Datenauszug.
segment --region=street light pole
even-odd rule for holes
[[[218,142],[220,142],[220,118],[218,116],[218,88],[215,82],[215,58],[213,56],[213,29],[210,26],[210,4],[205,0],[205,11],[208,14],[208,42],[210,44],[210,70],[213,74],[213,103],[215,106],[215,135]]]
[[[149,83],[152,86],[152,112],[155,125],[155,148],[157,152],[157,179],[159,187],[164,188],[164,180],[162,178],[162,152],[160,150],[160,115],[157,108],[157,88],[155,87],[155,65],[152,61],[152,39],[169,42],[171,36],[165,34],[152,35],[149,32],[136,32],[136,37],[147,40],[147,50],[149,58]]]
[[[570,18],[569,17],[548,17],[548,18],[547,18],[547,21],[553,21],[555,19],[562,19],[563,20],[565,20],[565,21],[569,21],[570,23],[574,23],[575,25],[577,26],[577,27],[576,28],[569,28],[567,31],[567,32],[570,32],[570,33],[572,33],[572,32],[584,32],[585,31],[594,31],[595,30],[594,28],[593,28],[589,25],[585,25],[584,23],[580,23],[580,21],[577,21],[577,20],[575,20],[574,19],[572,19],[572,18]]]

--

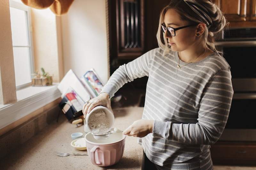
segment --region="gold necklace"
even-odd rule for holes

Was zu tun ist. Welche Zeilen der Auflistung oben enthalten das Wort „segment“? Sammle sie alle und gib sie unverändert wieder, wobei Groß- und Kleinschreibung zählt.

Erledigte Aufgabe.
segment --region=street light pole
segment --region="gold necklace"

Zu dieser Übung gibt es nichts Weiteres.